Problem to solve: Render every line of the data below as a Markdown table with the columns "Row" and "Line," numbering the rows and skipping blank lines. Omit the pictures.

Saved entries:
***

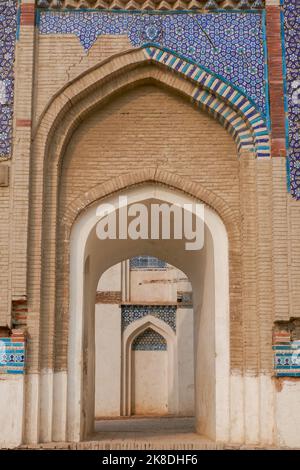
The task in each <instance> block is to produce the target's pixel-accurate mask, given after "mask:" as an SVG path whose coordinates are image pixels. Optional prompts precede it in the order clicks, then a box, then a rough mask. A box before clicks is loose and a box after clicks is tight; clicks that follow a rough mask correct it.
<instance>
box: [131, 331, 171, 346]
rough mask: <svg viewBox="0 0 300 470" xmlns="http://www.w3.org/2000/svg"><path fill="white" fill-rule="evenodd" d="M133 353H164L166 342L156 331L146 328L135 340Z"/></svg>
mask: <svg viewBox="0 0 300 470" xmlns="http://www.w3.org/2000/svg"><path fill="white" fill-rule="evenodd" d="M132 349H133V351H166V350H167V342H166V340H165V338H164V337H163V336H161V335H160V334H159V333H158V332H157V331H154V330H152V328H148V329H147V330H145V331H143V333H141V334H140V335H139V336H137V337H136V338H135V340H134V341H133V343H132Z"/></svg>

***

Solution below:
| Row | Line |
|---|---|
| 1 | The task in each <instance> block is to produce the target's pixel-accurate mask, given after "mask:" as an SVG path whose coordinates are image pixels. Optional prompts precede it in the order clicks, then a box, then a rough mask. A box before clicks is loose and a box after clicks is tight; clicks that follow a rough mask correct it. |
| 2 | <instance> |
| 3 | box: [131, 331, 171, 346] |
| 4 | rough mask: <svg viewBox="0 0 300 470" xmlns="http://www.w3.org/2000/svg"><path fill="white" fill-rule="evenodd" d="M133 353H164L166 342L156 331L146 328L135 340Z"/></svg> |
| 5 | mask: <svg viewBox="0 0 300 470" xmlns="http://www.w3.org/2000/svg"><path fill="white" fill-rule="evenodd" d="M132 349H133V351H166V350H167V342H166V340H165V338H164V337H163V336H161V335H160V334H159V333H158V332H157V331H154V330H152V328H148V329H147V330H145V331H143V333H141V334H140V335H139V336H137V337H136V338H135V340H134V341H133V343H132Z"/></svg> |